═══ EXTRACTED TEXT

# Little Ikiz



## cjm1972 (Mar 5, 2015)

Hi all, sorry I have'nt been around lately, don't want to bore you with my problems. Hope you are all well.
Just thought I would post a drawing I did for a friend of his daughter. Not as good as I would like, but had a time constraint.

11x14 inch Strathmore Bristol Vellum board. (Gridless)


----------



## TerryCurley (Jan 4, 2015)

OH WOW... You are unbelievably GOOD!

I'm so glad to see you back Carl. Please feel free to bore us with your problems perhaps in the "Daily Chat - " thread. I'm sure we would not be bored and I would feel good if others would share because I usually share everything.

We have gotten a lot of new members and forum has been lots of fun these days.


----------



## cjm1972 (Mar 5, 2015)

Thanks Terry, it was nice to get the pencils out again.
I'm glad to see it getting busier here, this is my favourite forum.


----------



## Bushcraftonfire (Apr 22, 2015)

Another wonderful piece Carl.. Terrific! SO good to hear from you Bro!

D


----------



## cjm1972 (Mar 5, 2015)

Thanks David, for everything.


----------



## FanKi (Apr 23, 2015)

"Not as good as I would like" Yo man, if this is not good, I just must grab my things and leave >.<

Pretty piece, it's fantastic!

Terry has alredy spoken about the Daily-chat so... Keep it up! Whatever it is, you'll get over it


----------



## cjm1972 (Mar 5, 2015)

FanKi said:


> "Not as good as I would like" Yo man, if this is not good, I just must grab my things and leave


Reading that back, I did sound a little arrogant, sorry. 

Thank you for your wonderful comments, I am very happy with it.


----------



## Bushcraftonfire (Apr 22, 2015)

I can understand your hesitancy Carl... Others look and see an incredible drawing.. We look and see all of our mistakes.. LOL! I can relate Bro

*But it IS Terrific!*

D


----------



## chanda95 (Apr 6, 2011)

It's nice to see you back and posting again! Beautiful beautiful work.


----------



## cjm1972 (Mar 5, 2015)

Thank you chanda. 😊


----------



## TerryCurley (Jan 4, 2015)

══════
═══ RECORDED DATA

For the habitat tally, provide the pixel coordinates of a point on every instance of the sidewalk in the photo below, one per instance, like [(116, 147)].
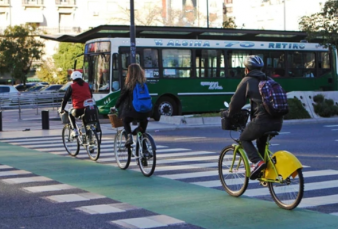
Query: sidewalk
[(29, 123)]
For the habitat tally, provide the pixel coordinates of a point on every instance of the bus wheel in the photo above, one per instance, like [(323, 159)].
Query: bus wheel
[(165, 106)]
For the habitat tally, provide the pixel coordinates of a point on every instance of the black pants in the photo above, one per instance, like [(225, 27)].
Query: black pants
[(255, 130), (142, 126), (75, 113)]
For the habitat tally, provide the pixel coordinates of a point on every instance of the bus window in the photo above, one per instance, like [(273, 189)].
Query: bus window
[(206, 63), (101, 71), (222, 66), (236, 63), (150, 63), (115, 77), (125, 60), (301, 64), (275, 64), (324, 65), (176, 63)]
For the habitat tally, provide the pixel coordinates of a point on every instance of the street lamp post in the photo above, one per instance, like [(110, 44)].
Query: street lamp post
[(207, 13), (132, 34)]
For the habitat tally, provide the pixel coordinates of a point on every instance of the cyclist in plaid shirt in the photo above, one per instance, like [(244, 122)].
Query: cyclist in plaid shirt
[(261, 121)]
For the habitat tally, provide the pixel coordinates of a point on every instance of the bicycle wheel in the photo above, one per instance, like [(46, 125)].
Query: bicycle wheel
[(72, 145), (289, 192), (93, 145), (232, 172), (147, 158), (122, 154)]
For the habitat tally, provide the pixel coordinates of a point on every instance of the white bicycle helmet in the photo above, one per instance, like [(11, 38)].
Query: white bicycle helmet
[(76, 75)]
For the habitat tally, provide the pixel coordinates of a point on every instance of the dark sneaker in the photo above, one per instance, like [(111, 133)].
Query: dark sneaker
[(129, 140), (147, 154), (257, 170), (74, 133), (144, 161)]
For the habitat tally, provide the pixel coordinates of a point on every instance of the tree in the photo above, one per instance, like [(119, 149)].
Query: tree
[(18, 49), (149, 15), (229, 23), (66, 55), (322, 25), (49, 73)]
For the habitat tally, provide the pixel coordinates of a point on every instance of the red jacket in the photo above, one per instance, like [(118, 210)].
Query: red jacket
[(80, 94)]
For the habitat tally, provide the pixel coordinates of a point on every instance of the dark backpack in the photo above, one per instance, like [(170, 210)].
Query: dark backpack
[(141, 98), (274, 97)]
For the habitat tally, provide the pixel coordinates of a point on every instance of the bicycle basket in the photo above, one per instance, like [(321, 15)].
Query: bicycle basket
[(64, 118), (238, 121), (115, 121)]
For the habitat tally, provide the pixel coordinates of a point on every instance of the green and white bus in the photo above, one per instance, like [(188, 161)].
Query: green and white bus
[(192, 76)]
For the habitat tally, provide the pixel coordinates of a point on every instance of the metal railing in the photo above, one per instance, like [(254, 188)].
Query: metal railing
[(5, 2), (30, 100), (32, 3), (65, 2)]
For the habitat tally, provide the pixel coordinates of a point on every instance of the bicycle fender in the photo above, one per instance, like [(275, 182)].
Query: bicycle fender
[(286, 164)]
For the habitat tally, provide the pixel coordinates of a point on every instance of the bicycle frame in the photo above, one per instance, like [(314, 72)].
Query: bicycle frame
[(274, 172)]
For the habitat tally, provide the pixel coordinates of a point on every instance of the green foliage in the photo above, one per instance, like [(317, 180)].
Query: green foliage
[(48, 73), (229, 23), (322, 25), (324, 107), (318, 98), (66, 55), (296, 110), (18, 50)]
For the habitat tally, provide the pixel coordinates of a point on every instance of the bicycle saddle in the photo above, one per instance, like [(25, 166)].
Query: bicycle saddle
[(271, 133)]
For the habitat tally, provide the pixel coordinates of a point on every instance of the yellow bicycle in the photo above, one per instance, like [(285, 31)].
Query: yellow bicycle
[(283, 174)]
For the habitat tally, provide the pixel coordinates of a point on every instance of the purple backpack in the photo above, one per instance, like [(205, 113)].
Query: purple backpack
[(274, 97)]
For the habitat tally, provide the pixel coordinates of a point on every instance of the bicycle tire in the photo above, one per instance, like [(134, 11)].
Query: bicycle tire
[(71, 144), (93, 150), (234, 182), (122, 153), (147, 164), (288, 194)]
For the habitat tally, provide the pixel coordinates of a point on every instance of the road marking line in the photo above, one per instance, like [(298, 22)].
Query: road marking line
[(48, 188), (320, 200), (178, 160), (307, 187), (188, 138), (147, 222), (5, 167), (330, 125), (171, 150), (74, 197), (25, 180), (107, 208), (195, 153), (13, 173), (217, 183)]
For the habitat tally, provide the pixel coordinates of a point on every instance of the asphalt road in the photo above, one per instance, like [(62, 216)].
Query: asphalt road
[(187, 160)]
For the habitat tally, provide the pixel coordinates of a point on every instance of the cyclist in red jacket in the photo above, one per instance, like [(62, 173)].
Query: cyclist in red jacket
[(79, 91)]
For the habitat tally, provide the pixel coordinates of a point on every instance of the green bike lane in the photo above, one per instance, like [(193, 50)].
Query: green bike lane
[(200, 206)]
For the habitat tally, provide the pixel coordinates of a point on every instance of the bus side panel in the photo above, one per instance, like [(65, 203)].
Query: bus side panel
[(196, 95)]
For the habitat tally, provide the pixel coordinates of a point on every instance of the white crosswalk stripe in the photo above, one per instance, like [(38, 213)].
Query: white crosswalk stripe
[(172, 163)]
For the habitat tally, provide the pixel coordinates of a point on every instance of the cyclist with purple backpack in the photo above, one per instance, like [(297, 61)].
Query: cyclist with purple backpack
[(261, 120), (130, 108)]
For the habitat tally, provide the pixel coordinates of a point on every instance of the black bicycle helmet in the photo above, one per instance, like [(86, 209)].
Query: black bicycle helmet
[(252, 62)]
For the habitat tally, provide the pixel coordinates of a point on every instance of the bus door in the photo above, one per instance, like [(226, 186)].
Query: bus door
[(124, 57)]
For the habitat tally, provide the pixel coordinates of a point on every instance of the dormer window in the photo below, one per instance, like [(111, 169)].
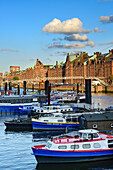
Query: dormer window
[(111, 124), (95, 126)]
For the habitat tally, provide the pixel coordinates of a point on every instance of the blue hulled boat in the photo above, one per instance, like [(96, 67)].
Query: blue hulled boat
[(54, 121)]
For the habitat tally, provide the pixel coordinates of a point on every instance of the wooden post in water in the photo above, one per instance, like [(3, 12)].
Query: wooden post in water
[(33, 87), (24, 87), (18, 90), (10, 87), (5, 88), (105, 89)]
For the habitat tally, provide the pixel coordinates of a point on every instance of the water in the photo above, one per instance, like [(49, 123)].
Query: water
[(16, 153)]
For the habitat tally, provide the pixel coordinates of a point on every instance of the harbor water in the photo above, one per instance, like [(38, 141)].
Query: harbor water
[(16, 153)]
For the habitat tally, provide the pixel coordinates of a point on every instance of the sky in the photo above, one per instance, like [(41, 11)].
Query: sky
[(49, 29)]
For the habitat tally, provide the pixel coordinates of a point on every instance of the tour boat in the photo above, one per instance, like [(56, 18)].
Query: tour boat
[(54, 121), (87, 145), (55, 108)]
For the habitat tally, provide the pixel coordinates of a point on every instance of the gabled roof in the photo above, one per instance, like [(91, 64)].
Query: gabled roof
[(99, 117)]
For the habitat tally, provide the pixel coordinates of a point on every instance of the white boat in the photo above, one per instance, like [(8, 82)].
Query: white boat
[(54, 122), (87, 146)]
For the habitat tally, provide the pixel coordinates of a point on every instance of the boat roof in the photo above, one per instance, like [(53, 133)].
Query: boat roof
[(89, 131)]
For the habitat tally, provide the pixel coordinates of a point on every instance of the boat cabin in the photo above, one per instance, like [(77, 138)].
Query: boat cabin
[(88, 134)]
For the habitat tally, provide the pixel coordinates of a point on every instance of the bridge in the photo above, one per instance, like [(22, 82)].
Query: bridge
[(101, 80)]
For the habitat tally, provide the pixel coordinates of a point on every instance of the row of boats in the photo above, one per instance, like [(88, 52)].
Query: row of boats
[(77, 146)]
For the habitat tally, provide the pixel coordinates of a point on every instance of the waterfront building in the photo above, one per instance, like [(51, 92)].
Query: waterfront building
[(79, 65), (99, 121)]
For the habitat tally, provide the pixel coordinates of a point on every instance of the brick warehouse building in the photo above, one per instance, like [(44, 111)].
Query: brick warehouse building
[(98, 65)]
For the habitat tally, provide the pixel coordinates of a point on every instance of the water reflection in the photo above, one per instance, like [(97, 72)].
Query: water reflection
[(107, 164)]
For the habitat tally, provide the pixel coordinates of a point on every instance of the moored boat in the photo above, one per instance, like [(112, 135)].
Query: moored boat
[(54, 121), (88, 145)]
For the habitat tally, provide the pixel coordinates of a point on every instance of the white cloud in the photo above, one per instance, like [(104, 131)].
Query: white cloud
[(106, 19), (90, 43), (107, 0), (97, 30), (106, 43), (75, 52), (9, 50), (67, 46), (61, 53), (76, 37), (71, 26)]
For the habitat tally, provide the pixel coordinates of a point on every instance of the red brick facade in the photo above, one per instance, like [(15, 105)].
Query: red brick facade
[(98, 65)]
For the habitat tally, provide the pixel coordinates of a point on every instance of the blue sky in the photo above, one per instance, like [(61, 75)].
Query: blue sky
[(48, 30)]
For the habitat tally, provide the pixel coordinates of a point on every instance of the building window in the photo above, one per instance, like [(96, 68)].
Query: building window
[(96, 145), (62, 147), (86, 146), (74, 146), (95, 126), (111, 124)]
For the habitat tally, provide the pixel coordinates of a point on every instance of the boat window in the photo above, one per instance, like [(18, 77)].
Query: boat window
[(86, 146), (95, 135), (96, 145), (95, 126), (74, 146), (111, 124), (60, 120), (48, 145), (84, 135), (80, 135), (62, 147), (90, 136)]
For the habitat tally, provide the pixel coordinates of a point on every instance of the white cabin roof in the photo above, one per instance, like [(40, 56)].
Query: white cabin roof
[(88, 131)]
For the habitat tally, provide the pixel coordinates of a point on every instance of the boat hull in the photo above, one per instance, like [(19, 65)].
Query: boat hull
[(53, 126), (18, 126), (44, 156)]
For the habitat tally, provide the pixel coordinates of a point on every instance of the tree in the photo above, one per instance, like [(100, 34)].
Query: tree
[(15, 78)]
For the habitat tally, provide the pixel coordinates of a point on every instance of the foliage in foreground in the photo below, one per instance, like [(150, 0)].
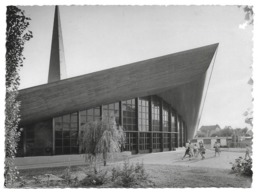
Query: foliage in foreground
[(101, 138), (242, 167), (130, 175), (16, 36), (126, 175)]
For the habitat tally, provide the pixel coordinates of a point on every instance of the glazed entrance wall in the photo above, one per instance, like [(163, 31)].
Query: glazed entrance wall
[(151, 125)]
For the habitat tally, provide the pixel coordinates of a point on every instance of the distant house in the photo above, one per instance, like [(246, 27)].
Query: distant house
[(209, 130)]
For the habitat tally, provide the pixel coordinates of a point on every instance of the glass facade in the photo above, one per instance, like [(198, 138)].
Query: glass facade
[(111, 110), (143, 114), (150, 125), (155, 106), (66, 134), (129, 115), (165, 122)]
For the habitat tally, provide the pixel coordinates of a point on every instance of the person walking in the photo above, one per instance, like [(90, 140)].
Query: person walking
[(247, 152), (187, 150), (195, 150), (217, 148), (202, 150)]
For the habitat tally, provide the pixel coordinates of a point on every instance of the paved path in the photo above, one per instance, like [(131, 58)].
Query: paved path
[(175, 158)]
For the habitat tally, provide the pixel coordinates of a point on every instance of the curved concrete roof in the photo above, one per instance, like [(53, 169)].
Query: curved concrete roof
[(178, 78)]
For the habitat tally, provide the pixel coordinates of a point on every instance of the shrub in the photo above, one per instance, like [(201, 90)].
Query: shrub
[(242, 166), (129, 175), (95, 179), (100, 138)]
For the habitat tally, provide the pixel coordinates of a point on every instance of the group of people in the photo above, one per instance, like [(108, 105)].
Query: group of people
[(193, 150)]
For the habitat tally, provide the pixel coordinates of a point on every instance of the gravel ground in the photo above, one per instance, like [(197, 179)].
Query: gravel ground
[(169, 176), (168, 170)]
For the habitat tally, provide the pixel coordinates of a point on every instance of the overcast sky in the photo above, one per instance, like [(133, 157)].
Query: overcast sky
[(101, 37)]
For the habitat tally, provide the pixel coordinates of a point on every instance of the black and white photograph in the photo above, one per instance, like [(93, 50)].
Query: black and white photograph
[(128, 96)]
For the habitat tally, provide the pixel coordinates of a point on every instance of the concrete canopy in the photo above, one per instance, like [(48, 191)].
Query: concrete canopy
[(177, 78)]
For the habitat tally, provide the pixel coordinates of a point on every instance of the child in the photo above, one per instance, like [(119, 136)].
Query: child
[(187, 150), (195, 150), (217, 148), (202, 150), (247, 152)]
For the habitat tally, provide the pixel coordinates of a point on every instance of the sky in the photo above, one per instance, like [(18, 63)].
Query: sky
[(100, 37)]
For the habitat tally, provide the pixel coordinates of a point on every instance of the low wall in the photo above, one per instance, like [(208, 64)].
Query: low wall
[(57, 160)]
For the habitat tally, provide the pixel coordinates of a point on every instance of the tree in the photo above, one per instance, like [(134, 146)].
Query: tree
[(100, 138), (200, 134), (249, 17), (16, 36), (249, 13)]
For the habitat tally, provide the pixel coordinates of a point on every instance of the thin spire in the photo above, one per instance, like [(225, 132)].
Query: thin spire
[(57, 68)]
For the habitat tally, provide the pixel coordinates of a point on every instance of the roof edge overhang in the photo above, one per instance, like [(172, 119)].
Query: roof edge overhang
[(138, 79)]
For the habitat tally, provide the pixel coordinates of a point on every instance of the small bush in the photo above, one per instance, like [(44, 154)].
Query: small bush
[(129, 175), (95, 179), (242, 166)]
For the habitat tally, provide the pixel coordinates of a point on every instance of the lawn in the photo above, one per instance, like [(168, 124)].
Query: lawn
[(159, 176)]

══════

• TASKS AND EXERCISES:
1. In the rows running from the line with "like [(96, 67)]." up to and including the line with "[(54, 122), (87, 146)]", change "pixel coordinates" to "image coordinates" and reproduce only those lines with everything else left as is.
2. Go on with the forum thread about the pencil drawing of a friend's daughter, picking up right after its final line.

• TASK RESULTS:
1.
For the habitat tally, provide the image coordinates of a point on every instance of the blue hulled boat in the photo above, one per instance, like [(96, 67)].
Query: blue hulled boat
[(54, 121)]
For the habitat tally, provide the image coordinates of a point on every instance of the wooden post in water in the photo above, one per instance, like [(3, 12)].
Query: wooden post in water
[(33, 87), (24, 87), (18, 90), (10, 87), (5, 88), (105, 89)]
For the habitat tally, provide the image coordinates of a point on every instance of the water in the photo above, one per instance, like [(49, 123)].
Query: water
[(16, 153)]
For the habitat tally, provide the image coordinates of a point on every instance of the harbor water in the photo above, one per instance, like [(38, 141)].
Query: harbor water
[(16, 153)]
For the habitat tally, provide the image coordinates of a point on every instance of the sky in the photo above, one per instance, like [(41, 11)].
Query: sky
[(49, 29)]
For the habitat tally, provide the image coordinates of a point on every instance of the tour boat in the photo above, one per instance, like [(56, 18)].
Query: tour boat
[(54, 121), (87, 145), (55, 108)]
For the habitat tally, provide the image coordinates of a point on every instance of the gabled roof in the photo above, one per instance, like [(91, 64)].
Query: gabled roof
[(99, 117)]
For the habitat tally, provide the image coordinates of a point on every instance of the white boat in the photo above, one per instance, like [(8, 82)].
Query: white boat
[(54, 122), (87, 146)]

2.
Bushcraftonfire said:


> I can understand your hesitancy Carl... Others look and see an incredible drawing.. We look and see all of our mistakes.. LOL! I can relate Bro
> 
> *But it IS Terrific!*
> 
> D


Well I must be the backwards person because it's hard for me to spot my mistakes and I just know it isn't exactly the way I want it. It takes another persons eye to spot what should be obvious to me and isn't. Usually once it is mentioned then I can see it. It's like I have some kind of filter obscuring my vision of my own work and it takes someone pointing it out to remove the filter. Well it might just be me.


----------



## FanKi (Apr 23, 2015)

Hm i guess is like everything, they may have LOT of time in arts as they know how to make anything better, recognizing any tiny mistakes (In others words... Pro! XD)

As a Professional sporter, or a Movie director and etc. 

And Carl, don't worry you didn't sound too arrogant, it's self-criticism, you may be the best and you always would say "This draw could be better" if not, you wouldn't be so good. Self Improvement, Self demand, don't know how to call it, but it's the way it must be XD


----------



## artemisartemis (Jul 23, 2015)

really good man !


----------



## cjm1972 (Mar 5, 2015)

Thank you Artemis. 😊


----------



## leighann (May 10, 2015)

I think it's wonderful..I keep saying this, but one day I will practice more with drawing faces. I so admire anyone who can. 

Welcome back to the forum


----------



## cjm1972 (Mar 5, 2015)

Thank you Leighann. 😊


----------



## Susan Mulno (Apr 13, 2015)

We missed you! Welcome back! Great portrait!


----------



## cjm1972 (Mar 5, 2015)

Thank you Susan.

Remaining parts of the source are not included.